Task input:
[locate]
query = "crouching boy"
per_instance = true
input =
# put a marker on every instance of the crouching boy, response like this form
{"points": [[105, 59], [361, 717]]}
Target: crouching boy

Description of the task: Please convert the listing above into a JSON list of strings, with one string for each line and any blank lines left out.

Solution to this exercise:
[
  "[locate]",
  "query = \"crouching boy\"",
  "per_instance = true",
  "input =",
  "# put a marker on every instance of the crouching boy, response like this form",
  "{\"points\": [[105, 59], [361, 717]]}",
  "Target: crouching boy"
]